What the task requires: Arrange every line of the listing below as a numbered list, skipping blank lines. Leave the pictures out of your answer.

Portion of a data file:
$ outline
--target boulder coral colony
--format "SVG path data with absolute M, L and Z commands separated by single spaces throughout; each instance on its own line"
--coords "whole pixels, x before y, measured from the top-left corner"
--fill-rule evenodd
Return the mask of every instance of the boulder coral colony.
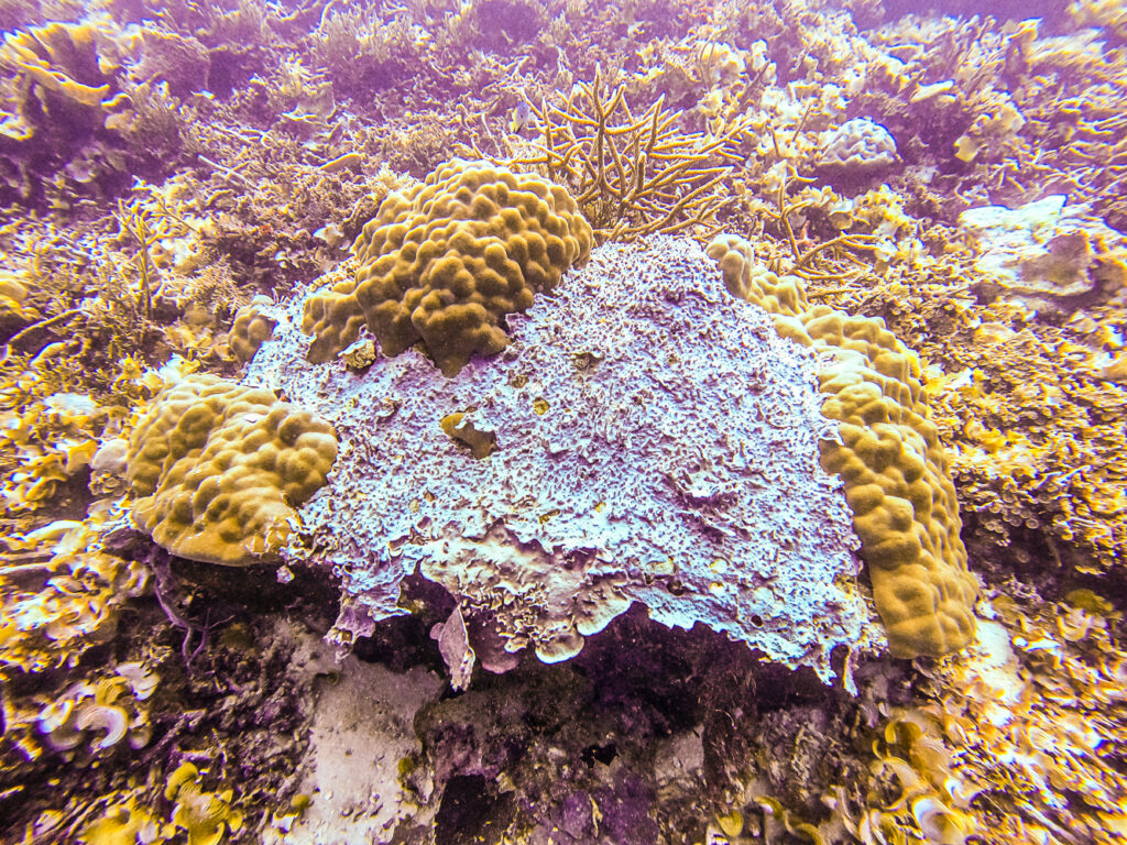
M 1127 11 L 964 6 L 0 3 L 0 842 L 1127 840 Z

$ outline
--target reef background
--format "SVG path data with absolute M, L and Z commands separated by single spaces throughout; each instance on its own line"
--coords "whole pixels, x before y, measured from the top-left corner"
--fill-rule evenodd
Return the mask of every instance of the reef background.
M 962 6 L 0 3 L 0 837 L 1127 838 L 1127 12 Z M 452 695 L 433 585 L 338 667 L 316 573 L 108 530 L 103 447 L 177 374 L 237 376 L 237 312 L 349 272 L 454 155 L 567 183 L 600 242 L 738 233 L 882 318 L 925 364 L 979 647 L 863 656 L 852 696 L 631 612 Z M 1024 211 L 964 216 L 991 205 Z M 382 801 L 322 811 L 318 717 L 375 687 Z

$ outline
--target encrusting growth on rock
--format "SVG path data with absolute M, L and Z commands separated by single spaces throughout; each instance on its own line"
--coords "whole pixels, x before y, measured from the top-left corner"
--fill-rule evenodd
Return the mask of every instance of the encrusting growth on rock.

Result below:
1. $ outline
2. --target boulder coral colony
3. --format "SVG path data with absolute M, L and Z commands separated by single spaces throughout; each instance on its own line"
4. --coords "whole pixels, x before y, measured from the top-left corner"
5. --fill-rule evenodd
6. Return the mask of every instance of the boulder coral colony.
7. M 1127 11 L 964 6 L 0 3 L 0 842 L 1127 840 Z
8. $ outline
9. --target reef background
10. --format "SVG path data with absolute M, L and Z commands separated by single spaces throughout; each instance on its own line"
11. --coords "whole pixels, x before y, measured from the top-left corner"
12. --fill-rule evenodd
13. Return the mask of every instance of the reef background.
14. M 962 6 L 0 3 L 0 837 L 1127 838 L 1127 12 Z M 452 695 L 433 585 L 338 667 L 316 573 L 108 530 L 103 447 L 177 374 L 237 376 L 237 312 L 349 272 L 454 155 L 567 183 L 600 242 L 738 233 L 882 318 L 925 364 L 979 647 L 863 656 L 852 696 L 631 612 Z M 1024 211 L 964 216 L 991 205 Z M 382 801 L 322 811 L 318 717 L 375 687 Z
15. $ outline
16. --target encrusting growth on rock
17. --format "SVG path data with absolute M, L and Z commands separated by single spaces throughout; each instance on its own line"
18. --coords "whole pixels, x before y, measured from the top-left corner"
19. --fill-rule evenodd
20. Return the mask of every instance of the encrusting growth on rock.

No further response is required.